------ Materials provided ------

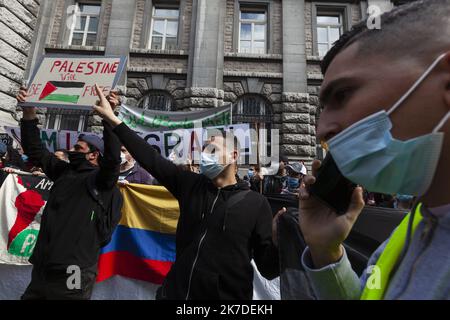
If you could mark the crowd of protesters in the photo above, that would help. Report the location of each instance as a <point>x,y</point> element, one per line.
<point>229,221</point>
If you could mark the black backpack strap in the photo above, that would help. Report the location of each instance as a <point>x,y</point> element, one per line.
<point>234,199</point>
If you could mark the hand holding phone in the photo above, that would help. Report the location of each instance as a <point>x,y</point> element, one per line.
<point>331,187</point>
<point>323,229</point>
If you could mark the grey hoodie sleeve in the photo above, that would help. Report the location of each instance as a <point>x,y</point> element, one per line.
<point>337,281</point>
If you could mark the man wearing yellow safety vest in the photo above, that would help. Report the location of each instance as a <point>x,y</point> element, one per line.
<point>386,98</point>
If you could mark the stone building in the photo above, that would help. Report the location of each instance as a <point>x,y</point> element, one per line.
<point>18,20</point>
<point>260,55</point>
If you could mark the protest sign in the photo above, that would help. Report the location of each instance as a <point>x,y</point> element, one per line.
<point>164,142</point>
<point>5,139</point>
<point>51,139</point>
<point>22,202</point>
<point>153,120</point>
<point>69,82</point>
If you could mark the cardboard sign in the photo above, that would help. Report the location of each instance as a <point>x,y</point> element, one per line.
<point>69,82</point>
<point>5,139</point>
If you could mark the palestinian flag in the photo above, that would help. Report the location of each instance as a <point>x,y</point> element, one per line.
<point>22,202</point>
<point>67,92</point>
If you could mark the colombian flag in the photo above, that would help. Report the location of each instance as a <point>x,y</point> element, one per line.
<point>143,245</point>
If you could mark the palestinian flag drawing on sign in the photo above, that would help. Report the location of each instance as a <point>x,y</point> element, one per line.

------
------ Materials provided ------

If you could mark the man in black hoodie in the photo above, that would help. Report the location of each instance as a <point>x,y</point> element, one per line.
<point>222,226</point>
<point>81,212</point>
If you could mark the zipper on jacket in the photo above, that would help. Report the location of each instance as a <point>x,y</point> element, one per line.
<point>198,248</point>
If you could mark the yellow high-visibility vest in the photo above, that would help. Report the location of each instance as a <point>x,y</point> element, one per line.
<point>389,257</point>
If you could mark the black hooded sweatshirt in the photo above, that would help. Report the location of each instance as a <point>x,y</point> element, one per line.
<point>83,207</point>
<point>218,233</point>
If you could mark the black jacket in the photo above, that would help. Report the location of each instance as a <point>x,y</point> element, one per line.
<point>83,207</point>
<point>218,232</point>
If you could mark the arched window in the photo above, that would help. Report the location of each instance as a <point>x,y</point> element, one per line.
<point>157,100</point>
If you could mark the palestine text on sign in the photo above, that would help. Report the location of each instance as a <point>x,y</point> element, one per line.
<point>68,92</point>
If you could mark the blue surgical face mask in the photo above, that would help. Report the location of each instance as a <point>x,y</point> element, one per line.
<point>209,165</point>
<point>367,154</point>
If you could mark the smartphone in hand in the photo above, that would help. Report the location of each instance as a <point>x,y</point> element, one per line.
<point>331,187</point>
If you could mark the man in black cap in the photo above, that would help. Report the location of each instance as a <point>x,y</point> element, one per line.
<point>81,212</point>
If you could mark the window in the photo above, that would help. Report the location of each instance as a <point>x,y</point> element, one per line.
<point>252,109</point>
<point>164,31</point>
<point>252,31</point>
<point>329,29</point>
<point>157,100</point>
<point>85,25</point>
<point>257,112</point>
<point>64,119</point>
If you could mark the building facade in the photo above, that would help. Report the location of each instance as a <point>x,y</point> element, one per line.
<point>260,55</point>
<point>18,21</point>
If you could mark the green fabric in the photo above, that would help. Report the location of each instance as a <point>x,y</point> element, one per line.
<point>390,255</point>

------

**Work to complete**
Retype the portion of the data above that starts on the line with "If you could mark the palestinian flag in" and finishes on the line with "If you could mark the palestinian flag drawing", including both of those lines.

**Solution to this task**
If you could mark the palestinian flag in the photo above, that would help. Report the location of each instance as a <point>x,y</point> element, one per line.
<point>22,202</point>
<point>67,92</point>
If you could mark the colombian flag in the photo above, that would help. Report the location of each instance as a <point>x,y</point> element, one per line.
<point>143,245</point>
If you could mark the palestinian flag drawing on sign in the photo above, that would help. Report the location of each instance as a <point>x,y</point> element, one per line.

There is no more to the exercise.